### [Given passage]
>> begin
Marie Antoinette was the most extravagant member of the court. Attached to an impotent husband, cheated of romance, indulging in no liaisons, she amused herself, till 1778, with costly dresses, gems, and palaces, with operas, plays, and balls. She lost fortunes in gambling, and gave fortunes to favorites in reckless generosity. She spent 252,000 livres on her wardrobe in one year (1783).25 Designers brought her fancy garments named “Indiscreet Pleasures,” “Stifled Signs,” or “Masked Desires.”26 Hairdressers worked for hours over her head, training her hair to such heights that her chin seemed to be the mean point of her height; this haute coiffure, like almost everything about her, set a fashion for the ladies of the court, then of Paris, then of the provincial capitals.

Her longing for jewelry became almost a mania. In 1774 she bought from Böhmer, official jeweler to the Crown, gems valued at 360,000 livres.27 Louis XVI gave her a set of rubies, diamonds, and bracelets costing 200,000 livres.28 In 1776 Mercy d’Argentau wrote to Maria Theresa:

Although the King has given the Queen, on various occasions, more than 100,000 écus’ worth of diamonds, and although her Majesty already has a prodigious collection, she nevertheless resolved to acquire … chandelier earrings from Böhmer. I did not conceal from her Majesty that under present economic conditions it would have been wiser to avoid such a tremendous expenditure, but she could not resist—although she handled the purchase carefully, keeping it a secret from the King.29

Maria Theresa sent her daughter a stern reproof; the Queen compromised by wearing her jewelry only on state occasions; but the public never forgave her this intemperate expenditure of its taxes, and later it would believe the story that she had agreed to buy the famous diamond necklace.
>> end
### [Entries]
>> begin
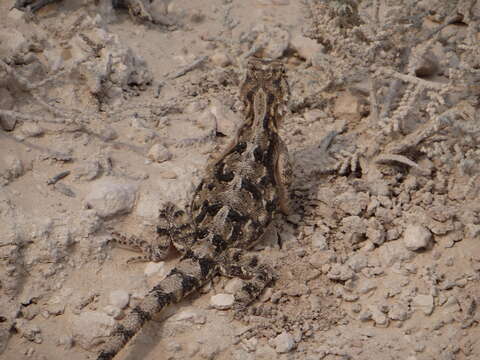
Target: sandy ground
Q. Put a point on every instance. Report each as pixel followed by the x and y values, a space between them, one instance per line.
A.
pixel 104 118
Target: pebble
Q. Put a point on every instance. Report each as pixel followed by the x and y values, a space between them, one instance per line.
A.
pixel 222 301
pixel 347 106
pixel 119 298
pixel 233 286
pixel 340 272
pixel 153 268
pixel 91 326
pixel 190 315
pixel 319 241
pixel 111 198
pixel 220 59
pixel 416 237
pixel 424 303
pixel 427 65
pixel 159 153
pixel 305 47
pixel 113 311
pixel 398 312
pixel 32 130
pixel 283 343
pixel 226 120
pixel 379 317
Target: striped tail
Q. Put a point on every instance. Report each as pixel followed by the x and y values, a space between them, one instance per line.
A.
pixel 191 273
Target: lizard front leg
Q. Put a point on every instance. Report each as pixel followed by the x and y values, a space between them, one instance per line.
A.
pixel 246 266
pixel 178 232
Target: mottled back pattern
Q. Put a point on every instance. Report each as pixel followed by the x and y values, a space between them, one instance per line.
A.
pixel 230 210
pixel 236 200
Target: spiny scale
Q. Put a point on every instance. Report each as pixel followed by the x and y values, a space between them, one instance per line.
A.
pixel 231 208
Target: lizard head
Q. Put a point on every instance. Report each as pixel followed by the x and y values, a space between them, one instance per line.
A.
pixel 264 92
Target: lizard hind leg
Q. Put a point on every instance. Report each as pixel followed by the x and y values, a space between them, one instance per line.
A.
pixel 179 227
pixel 256 275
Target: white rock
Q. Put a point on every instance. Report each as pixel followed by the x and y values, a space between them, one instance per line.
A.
pixel 119 298
pixel 222 301
pixel 189 315
pixel 424 303
pixel 113 311
pixel 226 120
pixel 220 59
pixel 90 327
pixel 153 268
pixel 305 47
pixel 379 317
pixel 276 40
pixel 6 102
pixel 110 198
pixel 416 237
pixel 15 14
pixel 319 241
pixel 283 343
pixel 233 286
pixel 398 312
pixel 30 129
pixel 348 107
pixel 159 153
pixel 12 41
pixel 340 272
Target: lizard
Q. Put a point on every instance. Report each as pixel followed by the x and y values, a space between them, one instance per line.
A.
pixel 231 208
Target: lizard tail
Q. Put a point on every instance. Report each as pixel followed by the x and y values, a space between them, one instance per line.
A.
pixel 190 274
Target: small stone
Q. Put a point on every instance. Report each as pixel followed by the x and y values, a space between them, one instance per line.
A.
pixel 189 315
pixel 379 317
pixel 305 47
pixel 424 303
pixel 314 115
pixel 416 237
pixel 398 312
pixel 90 327
pixel 347 106
pixel 31 130
pixel 119 298
pixel 222 301
pixel 340 272
pixel 319 241
pixel 153 268
pixel 110 198
pixel 353 203
pixel 7 102
pixel 220 59
pixel 15 14
pixel 427 65
pixel 233 286
pixel 113 311
pixel 159 153
pixel 367 286
pixel 365 316
pixel 11 167
pixel 283 343
pixel 66 341
pixel 226 121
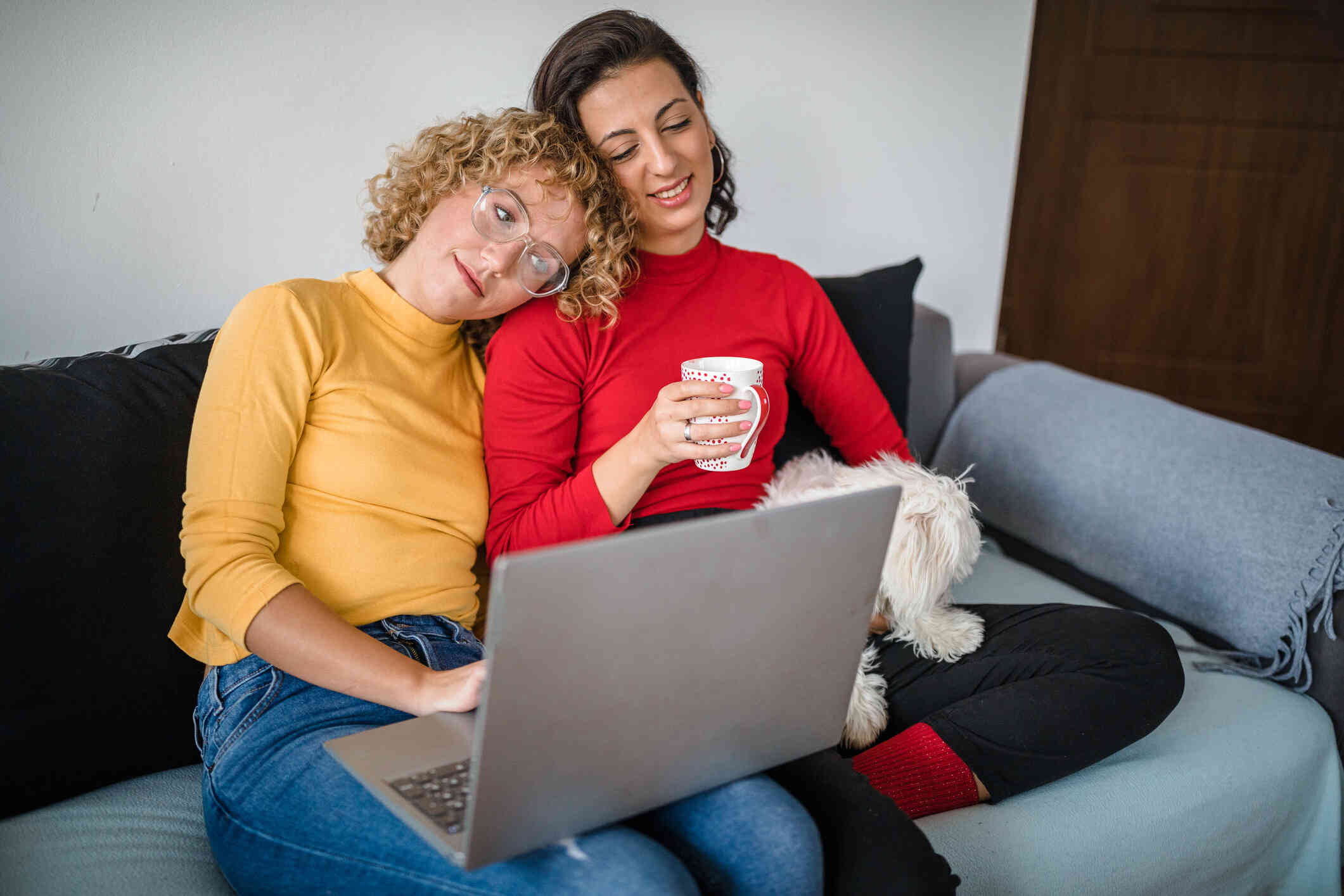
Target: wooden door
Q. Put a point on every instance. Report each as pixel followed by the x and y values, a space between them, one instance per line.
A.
pixel 1179 214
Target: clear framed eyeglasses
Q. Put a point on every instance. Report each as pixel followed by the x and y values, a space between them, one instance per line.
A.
pixel 501 217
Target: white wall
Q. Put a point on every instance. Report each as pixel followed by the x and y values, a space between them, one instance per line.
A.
pixel 160 159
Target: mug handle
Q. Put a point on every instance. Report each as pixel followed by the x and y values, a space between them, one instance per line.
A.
pixel 762 416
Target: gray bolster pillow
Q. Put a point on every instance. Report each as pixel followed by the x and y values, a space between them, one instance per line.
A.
pixel 1218 524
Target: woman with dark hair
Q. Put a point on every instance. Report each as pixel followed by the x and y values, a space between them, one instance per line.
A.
pixel 335 502
pixel 574 449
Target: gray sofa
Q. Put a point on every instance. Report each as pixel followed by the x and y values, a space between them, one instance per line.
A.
pixel 1238 791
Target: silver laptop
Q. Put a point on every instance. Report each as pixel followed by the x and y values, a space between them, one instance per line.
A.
pixel 629 672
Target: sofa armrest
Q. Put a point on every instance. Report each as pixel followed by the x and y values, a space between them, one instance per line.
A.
pixel 972 367
pixel 1226 528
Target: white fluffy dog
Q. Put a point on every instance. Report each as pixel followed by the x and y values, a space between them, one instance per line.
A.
pixel 935 543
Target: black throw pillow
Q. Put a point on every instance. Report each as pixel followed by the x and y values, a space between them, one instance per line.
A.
pixel 878 312
pixel 94 452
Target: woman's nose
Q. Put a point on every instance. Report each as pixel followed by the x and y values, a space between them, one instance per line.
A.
pixel 502 257
pixel 662 158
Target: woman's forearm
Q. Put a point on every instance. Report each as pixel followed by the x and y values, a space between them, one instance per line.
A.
pixel 302 636
pixel 623 475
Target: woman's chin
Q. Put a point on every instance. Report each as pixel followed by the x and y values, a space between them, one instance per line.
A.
pixel 672 233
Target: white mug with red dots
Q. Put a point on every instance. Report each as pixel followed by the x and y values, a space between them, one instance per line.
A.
pixel 746 376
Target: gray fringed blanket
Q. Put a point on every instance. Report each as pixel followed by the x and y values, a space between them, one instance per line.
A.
pixel 1225 527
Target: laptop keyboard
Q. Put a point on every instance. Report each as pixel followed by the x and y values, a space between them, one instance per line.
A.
pixel 440 793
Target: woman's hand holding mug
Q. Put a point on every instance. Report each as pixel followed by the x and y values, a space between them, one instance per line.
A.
pixel 746 376
pixel 667 434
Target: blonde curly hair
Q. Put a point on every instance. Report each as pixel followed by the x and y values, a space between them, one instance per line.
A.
pixel 485 148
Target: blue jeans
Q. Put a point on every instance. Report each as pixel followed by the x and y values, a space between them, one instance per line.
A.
pixel 284 817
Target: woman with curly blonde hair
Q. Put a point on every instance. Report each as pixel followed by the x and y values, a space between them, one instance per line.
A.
pixel 335 501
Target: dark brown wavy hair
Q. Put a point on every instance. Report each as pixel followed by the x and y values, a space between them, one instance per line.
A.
pixel 605 45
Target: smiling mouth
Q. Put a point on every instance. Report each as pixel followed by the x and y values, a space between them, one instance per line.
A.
pixel 674 191
pixel 470 277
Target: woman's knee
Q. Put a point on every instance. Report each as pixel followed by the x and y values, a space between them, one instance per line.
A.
pixel 1153 669
pixel 745 837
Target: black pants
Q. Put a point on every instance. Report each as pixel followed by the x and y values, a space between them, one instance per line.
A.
pixel 1053 689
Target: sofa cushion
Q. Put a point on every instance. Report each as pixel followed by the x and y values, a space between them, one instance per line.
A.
pixel 1193 808
pixel 876 309
pixel 139 837
pixel 89 520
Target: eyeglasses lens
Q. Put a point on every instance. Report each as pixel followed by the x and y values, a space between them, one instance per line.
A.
pixel 541 269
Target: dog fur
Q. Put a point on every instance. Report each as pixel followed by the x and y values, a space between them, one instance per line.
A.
pixel 935 544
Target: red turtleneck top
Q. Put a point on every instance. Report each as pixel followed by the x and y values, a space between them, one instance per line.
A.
pixel 558 395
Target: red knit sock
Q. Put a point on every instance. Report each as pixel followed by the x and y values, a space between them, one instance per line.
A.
pixel 919 773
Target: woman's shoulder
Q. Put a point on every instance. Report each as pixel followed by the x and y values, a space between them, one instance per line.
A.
pixel 537 327
pixel 765 264
pixel 305 305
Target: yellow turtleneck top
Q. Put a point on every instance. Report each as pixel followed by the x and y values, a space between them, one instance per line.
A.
pixel 336 444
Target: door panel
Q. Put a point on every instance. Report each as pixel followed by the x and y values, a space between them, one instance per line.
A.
pixel 1179 211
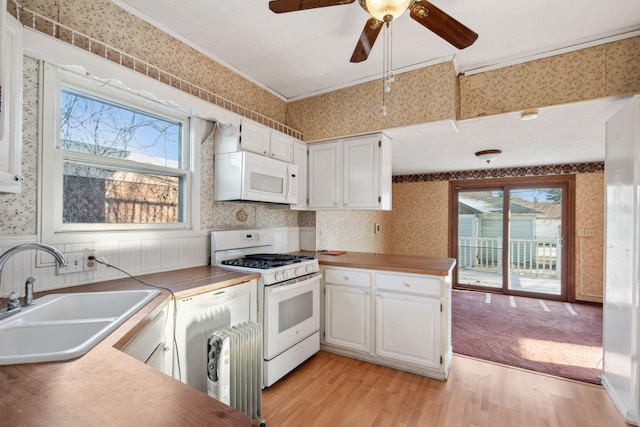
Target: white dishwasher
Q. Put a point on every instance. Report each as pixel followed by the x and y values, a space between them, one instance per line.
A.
pixel 201 315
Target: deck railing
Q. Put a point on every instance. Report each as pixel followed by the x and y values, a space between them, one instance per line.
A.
pixel 533 258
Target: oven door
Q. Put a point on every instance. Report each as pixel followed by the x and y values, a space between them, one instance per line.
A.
pixel 292 313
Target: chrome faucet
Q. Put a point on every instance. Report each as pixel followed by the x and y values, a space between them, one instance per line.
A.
pixel 62 262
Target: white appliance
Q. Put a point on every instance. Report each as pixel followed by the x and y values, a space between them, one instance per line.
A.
pixel 246 176
pixel 201 315
pixel 288 296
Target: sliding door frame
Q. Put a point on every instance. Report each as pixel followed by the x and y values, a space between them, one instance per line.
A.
pixel 566 182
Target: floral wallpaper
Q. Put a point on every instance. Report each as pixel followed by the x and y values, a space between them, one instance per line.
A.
pixel 419 96
pixel 420 223
pixel 590 211
pixel 18 211
pixel 353 231
pixel 101 27
pixel 606 70
pixel 504 173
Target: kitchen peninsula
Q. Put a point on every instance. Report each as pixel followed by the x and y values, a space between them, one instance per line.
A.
pixel 393 310
pixel 107 386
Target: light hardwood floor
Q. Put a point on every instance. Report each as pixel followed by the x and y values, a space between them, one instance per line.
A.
pixel 332 390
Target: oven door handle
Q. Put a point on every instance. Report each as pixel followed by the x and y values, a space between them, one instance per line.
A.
pixel 288 287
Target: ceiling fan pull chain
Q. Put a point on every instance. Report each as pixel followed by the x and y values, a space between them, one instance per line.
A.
pixel 386 85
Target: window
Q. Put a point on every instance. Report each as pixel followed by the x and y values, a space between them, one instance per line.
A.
pixel 114 160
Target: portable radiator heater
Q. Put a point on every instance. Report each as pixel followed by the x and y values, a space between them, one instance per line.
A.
pixel 234 368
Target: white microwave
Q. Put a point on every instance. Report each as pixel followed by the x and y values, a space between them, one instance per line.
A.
pixel 245 176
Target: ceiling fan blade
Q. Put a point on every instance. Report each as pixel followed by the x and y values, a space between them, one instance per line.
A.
pixel 442 24
pixel 282 6
pixel 367 39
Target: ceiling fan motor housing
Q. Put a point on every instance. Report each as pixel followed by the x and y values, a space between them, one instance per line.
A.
pixel 386 10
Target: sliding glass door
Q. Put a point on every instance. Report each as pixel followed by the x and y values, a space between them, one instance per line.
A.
pixel 535 240
pixel 480 238
pixel 511 236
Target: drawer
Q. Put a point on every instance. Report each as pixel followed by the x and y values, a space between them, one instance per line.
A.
pixel 416 284
pixel 339 276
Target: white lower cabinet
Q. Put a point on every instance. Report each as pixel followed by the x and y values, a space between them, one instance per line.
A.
pixel 407 325
pixel 348 310
pixel 153 344
pixel 408 328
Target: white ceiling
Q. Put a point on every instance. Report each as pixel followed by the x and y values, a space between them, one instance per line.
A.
pixel 300 54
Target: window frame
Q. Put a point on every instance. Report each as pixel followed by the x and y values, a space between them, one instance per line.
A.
pixel 53 79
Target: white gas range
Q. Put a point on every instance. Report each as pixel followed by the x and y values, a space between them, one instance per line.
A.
pixel 288 296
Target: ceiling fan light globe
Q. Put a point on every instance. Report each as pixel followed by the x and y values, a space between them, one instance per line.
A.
pixel 382 9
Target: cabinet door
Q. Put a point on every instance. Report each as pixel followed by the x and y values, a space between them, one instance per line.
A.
pixel 408 328
pixel 281 147
pixel 361 189
pixel 152 345
pixel 300 159
pixel 347 317
pixel 254 138
pixel 324 175
pixel 11 102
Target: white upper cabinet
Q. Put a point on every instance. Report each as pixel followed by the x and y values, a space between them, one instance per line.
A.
pixel 300 159
pixel 325 175
pixel 280 146
pixel 256 138
pixel 352 173
pixel 10 104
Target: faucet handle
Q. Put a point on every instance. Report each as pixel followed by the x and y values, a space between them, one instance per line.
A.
pixel 14 302
pixel 28 292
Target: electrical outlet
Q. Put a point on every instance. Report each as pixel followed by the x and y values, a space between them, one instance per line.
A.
pixel 89 264
pixel 75 263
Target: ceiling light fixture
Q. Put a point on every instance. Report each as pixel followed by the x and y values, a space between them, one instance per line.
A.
pixel 529 115
pixel 488 155
pixel 386 11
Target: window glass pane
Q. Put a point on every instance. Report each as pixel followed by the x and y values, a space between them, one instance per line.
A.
pixel 95 126
pixel 99 195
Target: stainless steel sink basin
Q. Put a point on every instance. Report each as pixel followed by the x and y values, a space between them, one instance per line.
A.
pixel 65 326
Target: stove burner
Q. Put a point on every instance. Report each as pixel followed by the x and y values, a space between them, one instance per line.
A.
pixel 265 261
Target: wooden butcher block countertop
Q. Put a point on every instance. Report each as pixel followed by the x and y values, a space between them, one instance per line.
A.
pixel 106 387
pixel 434 266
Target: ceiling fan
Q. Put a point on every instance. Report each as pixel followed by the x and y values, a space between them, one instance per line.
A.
pixel 385 11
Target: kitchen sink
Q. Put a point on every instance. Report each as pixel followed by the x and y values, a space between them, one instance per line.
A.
pixel 66 326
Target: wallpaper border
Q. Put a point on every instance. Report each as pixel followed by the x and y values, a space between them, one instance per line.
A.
pixel 576 168
pixel 35 21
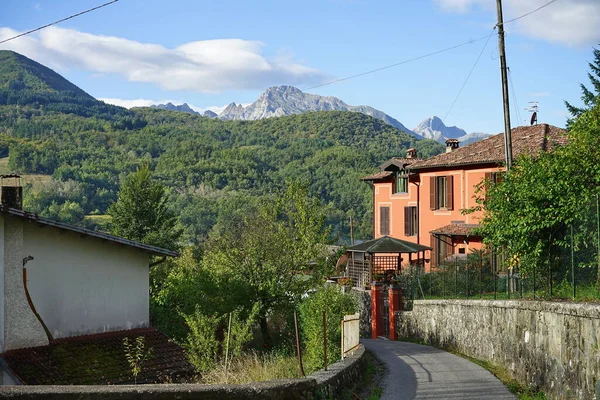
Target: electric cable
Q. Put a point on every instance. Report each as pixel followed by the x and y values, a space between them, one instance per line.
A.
pixel 59 21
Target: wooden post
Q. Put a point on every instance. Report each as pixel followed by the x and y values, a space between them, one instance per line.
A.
pixel 395 304
pixel 376 310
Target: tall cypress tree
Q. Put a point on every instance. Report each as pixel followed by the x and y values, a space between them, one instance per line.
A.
pixel 141 213
pixel 589 96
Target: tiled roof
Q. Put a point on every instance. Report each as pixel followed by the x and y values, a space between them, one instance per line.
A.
pixel 377 176
pixel 399 162
pixel 31 217
pixel 525 139
pixel 99 360
pixel 456 229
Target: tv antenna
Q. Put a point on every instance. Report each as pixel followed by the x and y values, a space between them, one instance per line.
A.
pixel 533 108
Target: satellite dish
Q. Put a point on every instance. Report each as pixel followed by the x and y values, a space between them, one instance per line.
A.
pixel 534 118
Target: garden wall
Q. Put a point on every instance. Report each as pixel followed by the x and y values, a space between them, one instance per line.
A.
pixel 552 346
pixel 320 385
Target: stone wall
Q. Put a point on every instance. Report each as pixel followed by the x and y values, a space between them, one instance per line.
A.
pixel 552 346
pixel 320 385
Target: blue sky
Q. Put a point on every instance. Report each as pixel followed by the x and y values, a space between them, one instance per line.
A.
pixel 208 54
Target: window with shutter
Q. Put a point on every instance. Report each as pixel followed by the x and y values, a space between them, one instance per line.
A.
pixel 432 196
pixel 449 192
pixel 384 220
pixel 410 221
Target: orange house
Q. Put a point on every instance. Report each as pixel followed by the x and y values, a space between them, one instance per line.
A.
pixel 420 200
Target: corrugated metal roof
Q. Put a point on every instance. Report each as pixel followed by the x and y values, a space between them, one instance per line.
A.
pixel 387 244
pixel 31 217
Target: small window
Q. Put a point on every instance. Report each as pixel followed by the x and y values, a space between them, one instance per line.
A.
pixel 384 220
pixel 441 192
pixel 401 182
pixel 411 222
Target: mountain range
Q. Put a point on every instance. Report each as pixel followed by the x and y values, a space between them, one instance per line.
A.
pixel 278 101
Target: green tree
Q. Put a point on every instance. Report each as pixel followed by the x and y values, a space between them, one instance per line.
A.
pixel 336 305
pixel 277 251
pixel 141 212
pixel 529 212
pixel 588 96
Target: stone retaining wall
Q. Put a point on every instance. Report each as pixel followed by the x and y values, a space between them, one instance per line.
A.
pixel 549 345
pixel 320 385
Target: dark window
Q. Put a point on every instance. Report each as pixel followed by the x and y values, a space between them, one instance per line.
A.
pixel 442 249
pixel 384 220
pixel 411 222
pixel 441 195
pixel 401 182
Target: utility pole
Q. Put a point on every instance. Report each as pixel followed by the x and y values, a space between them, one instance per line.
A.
pixel 351 231
pixel 503 70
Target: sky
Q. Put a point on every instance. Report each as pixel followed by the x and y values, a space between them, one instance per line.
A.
pixel 209 54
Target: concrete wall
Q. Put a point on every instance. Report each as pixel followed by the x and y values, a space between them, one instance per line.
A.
pixel 552 346
pixel 20 327
pixel 83 285
pixel 329 384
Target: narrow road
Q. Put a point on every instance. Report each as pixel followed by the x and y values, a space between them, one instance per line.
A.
pixel 423 372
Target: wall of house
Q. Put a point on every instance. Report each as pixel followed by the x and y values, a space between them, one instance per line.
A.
pixel 83 285
pixel 549 345
pixel 465 182
pixel 20 327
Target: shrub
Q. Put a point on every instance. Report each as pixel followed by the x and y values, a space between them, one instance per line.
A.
pixel 336 305
pixel 203 346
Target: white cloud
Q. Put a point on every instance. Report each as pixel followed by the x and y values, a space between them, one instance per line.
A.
pixel 147 103
pixel 207 66
pixel 570 22
pixel 539 94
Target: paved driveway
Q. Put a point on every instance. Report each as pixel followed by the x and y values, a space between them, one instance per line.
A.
pixel 423 372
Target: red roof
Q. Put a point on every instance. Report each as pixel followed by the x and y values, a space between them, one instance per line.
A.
pixel 456 229
pixel 525 140
pixel 99 360
pixel 377 176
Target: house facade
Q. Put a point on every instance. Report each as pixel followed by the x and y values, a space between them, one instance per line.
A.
pixel 422 200
pixel 58 280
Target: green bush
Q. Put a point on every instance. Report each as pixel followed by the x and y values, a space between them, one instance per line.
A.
pixel 336 305
pixel 203 346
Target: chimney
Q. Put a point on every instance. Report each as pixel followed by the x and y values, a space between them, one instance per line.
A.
pixel 11 191
pixel 451 145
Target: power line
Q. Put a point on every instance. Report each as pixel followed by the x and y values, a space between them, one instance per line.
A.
pixel 399 63
pixel 530 12
pixel 514 96
pixel 59 21
pixel 469 76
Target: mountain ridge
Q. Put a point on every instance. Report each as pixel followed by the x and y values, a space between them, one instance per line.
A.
pixel 278 101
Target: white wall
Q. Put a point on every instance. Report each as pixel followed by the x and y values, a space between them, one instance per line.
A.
pixel 83 285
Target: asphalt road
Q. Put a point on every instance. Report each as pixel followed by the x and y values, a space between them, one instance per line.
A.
pixel 423 372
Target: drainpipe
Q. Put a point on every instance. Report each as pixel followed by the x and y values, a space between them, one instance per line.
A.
pixel 159 261
pixel 48 334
>> end
### [List of tasks]
(a) Could you print the Marie Antoinette passage verbatim, from "Although the King" up to and including "famous diamond necklace."?
(b) Can you output, word for word, the lines of the records from the line with "Target: lizard front leg" up to and including the line with "pixel 264 92"?

### [The replies]
(a)
Although the King has given the Queen, on various occasions, more than 100,000 écus’ worth of diamonds, and although her Majesty already has a prodigious collection, she nevertheless resolved to acquire … chandelier earrings from Böhmer. I did not conceal from her Majesty that under present economic conditions it would have been wiser to avoid such a tremendous expenditure, but she could not resist—although she handled the purchase carefully, keeping it a secret from the King.29

Maria Theresa sent her daughter a stern reproof; the Queen compromised by wearing her jewelry only on state occasions; but the public never forgave her this intemperate expenditure of its taxes, and later it would believe the story that she had agreed to buy the famous diamond necklace.

(b)
Target: lizard front leg
Q. Put a point on every instance. Report each as pixel followed by the x and y values, a space between them, one instance per line.
A.
pixel 246 266
pixel 178 232
Target: mottled back pattern
Q. Put a point on every instance. Report each as pixel followed by the x and y values, a space between them, one instance per line.
A.
pixel 230 210
pixel 236 200
Target: spiny scale
Q. Put a point on every instance. Report each as pixel followed by the x and y values, a space between them, one instance per line.
A.
pixel 231 208
Target: lizard head
Q. Put a point on every instance. Report each as pixel followed by the x and y values, a space between them, one instance per line.
A.
pixel 264 92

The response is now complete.